To retrive the schemas for the tables the BigQuery [INFORMATION_SCHEMA](https://cloud.google.com/bigquery/docs/information-schema-intro) is used - specifically the [INFORMATION_SCHEMA.COLUMN_FIELD_PATHS](https://cloud.google.com/bigquery/docs/information-schema-column-field-paths) view.

In [9]:
BQ_PROJECT = 'bigquery-public-data'
BQ_DATASET = 'new_york'
BQ_TABLES = ['citibike_trips', 'citibike_stations']

In [10]:
query = f"""
    SELECT *
    FROM `{BQ_PROJECT}.{BQ_DATASET}.INFORMATION_SCHEMA.COLUMN_FIELD_PATHS`
    WHERE table_name in ({','.join([f'"{table}"' for table in BQ_TABLES])})
"""
print(query)
schema_columns = bq.query(query = query).to_dataframe()


    SELECT *
    FROM `bigquery-public-data.new_york.INFORMATION_SCHEMA.COLUMN_FIELD_PATHS`
    WHERE table_name in ("citibike_trips","citibike_stations")



In [11]:
schema_columns.head()

Stored items from a collection:
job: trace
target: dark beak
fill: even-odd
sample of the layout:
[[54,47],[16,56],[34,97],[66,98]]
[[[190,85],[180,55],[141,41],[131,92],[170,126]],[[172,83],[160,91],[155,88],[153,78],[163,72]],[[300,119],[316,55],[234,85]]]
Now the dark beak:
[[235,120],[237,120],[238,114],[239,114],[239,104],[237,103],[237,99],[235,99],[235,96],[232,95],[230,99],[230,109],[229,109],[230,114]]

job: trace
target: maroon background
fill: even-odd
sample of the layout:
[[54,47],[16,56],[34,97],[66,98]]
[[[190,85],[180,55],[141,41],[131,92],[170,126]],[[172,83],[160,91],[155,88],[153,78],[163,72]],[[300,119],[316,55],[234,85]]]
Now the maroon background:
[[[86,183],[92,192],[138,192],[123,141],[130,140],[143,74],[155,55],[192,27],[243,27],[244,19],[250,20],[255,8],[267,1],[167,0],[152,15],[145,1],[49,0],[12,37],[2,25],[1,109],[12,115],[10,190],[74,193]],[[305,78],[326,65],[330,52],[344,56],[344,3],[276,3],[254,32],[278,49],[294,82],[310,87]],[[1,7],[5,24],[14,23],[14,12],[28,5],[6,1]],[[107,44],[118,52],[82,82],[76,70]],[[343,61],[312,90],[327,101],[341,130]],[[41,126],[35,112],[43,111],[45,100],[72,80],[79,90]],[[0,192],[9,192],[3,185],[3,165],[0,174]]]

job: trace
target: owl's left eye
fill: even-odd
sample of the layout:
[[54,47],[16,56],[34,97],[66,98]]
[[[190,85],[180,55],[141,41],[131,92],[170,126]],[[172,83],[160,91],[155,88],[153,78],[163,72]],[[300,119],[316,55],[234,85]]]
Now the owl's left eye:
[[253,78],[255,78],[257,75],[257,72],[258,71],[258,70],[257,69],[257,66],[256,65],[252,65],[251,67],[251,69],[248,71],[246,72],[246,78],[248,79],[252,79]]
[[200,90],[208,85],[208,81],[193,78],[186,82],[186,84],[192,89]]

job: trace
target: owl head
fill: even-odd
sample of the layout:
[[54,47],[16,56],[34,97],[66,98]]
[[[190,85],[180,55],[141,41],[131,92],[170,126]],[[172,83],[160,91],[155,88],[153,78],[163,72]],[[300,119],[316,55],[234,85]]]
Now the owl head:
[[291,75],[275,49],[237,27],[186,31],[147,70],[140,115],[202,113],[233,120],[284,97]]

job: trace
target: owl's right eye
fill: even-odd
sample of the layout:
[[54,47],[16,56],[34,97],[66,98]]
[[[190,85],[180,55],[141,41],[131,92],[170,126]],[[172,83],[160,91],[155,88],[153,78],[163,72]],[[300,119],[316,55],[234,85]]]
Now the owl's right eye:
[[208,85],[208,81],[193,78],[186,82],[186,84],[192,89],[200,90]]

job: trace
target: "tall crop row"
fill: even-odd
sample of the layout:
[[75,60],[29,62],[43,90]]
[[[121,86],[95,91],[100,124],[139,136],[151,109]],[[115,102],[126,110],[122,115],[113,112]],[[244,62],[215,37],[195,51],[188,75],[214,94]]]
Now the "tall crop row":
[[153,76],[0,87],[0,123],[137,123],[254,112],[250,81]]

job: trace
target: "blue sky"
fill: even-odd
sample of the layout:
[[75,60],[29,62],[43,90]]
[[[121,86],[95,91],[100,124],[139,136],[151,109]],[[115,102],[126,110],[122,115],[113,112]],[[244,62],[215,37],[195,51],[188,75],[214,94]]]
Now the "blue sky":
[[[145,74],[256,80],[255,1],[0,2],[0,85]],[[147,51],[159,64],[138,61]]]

Tasks:
A. Summarize the BigQuery excerpt in two sentences.
B. Answer these questions using the BigQuery excerpt, one answer per line:
(i) Which INFORMATION_SCHEMA view is used to retrieve the table schemas?
(ii) What value is assigned to BQ_DATASET?
(iii) Which method is called on schema_columns in the final cell?
C. Reproduce word for word the part of the BigQuery excerpt that begins at the words "To retrive the" and stops after "print(query)".

Response list:
A. BigQuery's INFORMATION_SCHEMA, specifically the INFORMATION_SCHEMA.COLUMN_FIELD_PATHS view, is used to retrieve the schemas for the tables. A query on that view for the citibike_trips and citibike_stations tables in the new_york dataset of bigquery-public-data is printed and run, and the result is stored as a dataframe named schema_columns.

B.
(i) INFORMATION_SCHEMA.COLUMN_FIELD_PATHS
(ii) 'new_york'
(iii) head()

C.
To retrive the schemas for the tables the BigQuery [INFORMATION_SCHEMA](https://cloud.google.com/bigquery/docs/information-schema-intro) is used - specifically the [INFORMATION_SCHEMA.COLUMN_FIELD_PATHS](https://cloud.google.com/bigquery/docs/information-schema-column-field-paths) view.

In [9]:
BQ_PROJECT = 'bigquery-public-data'
BQ_DATASET = 'new_york'
BQ_TABLES = ['citibike_trips', 'citibike_stations']

In [10]:
query = f"""
    SELECT *
    FROM `{BQ_PROJECT}.{BQ_DATASET}.INFORMATION_SCHEMA.COLUMN_FIELD_PATHS`
    WHERE table_name in ({','.join([f'"{table}"' for table in BQ_TABLES])})
"""
print(query)